**TASK TO COMPLETE**. Convert the data, from its first line through the line containing "77L202 62L215 69L218", into a Markdown table with the columns "No." and "Text". Leave out blank lines and the pictures.

**EXCERPTED DATA**.
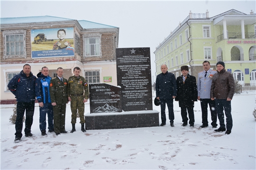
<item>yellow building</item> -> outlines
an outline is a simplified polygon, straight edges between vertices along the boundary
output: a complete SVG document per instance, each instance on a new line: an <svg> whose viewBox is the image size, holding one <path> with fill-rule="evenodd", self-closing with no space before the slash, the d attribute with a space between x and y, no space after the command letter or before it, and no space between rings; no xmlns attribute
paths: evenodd
<svg viewBox="0 0 256 170"><path fill-rule="evenodd" d="M197 77L202 62L215 69L218 61L243 86L256 86L256 14L231 9L210 17L209 12L189 16L156 47L156 74L165 64L168 71L181 75L180 67L189 67Z"/></svg>

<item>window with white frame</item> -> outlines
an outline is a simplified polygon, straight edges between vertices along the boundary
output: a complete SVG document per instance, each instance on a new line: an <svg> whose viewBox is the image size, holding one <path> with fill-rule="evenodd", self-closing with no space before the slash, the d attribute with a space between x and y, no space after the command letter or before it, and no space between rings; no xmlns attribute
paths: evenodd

**EXERCISE RESPONSE**.
| No. | Text |
|---|---|
| 1 | <item>yellow building</item> -> outlines |
| 2 | an outline is a simplified polygon, straight edges between vertices along the boundary |
| 3 | output: a complete SVG document per instance, each instance on a new line: an <svg> whose viewBox is the image size, holding one <path> with fill-rule="evenodd", self-closing with no space before the slash, the d attribute with a space between x and y, no space after the command letter or before it, and no space between rings; no xmlns attribute |
| 4 | paths: evenodd |
| 5 | <svg viewBox="0 0 256 170"><path fill-rule="evenodd" d="M197 77L202 62L215 69L218 61L243 86L256 86L256 14L231 9L210 17L209 12L189 16L156 47L156 74L165 64L168 71L181 75L180 67L189 67Z"/></svg> |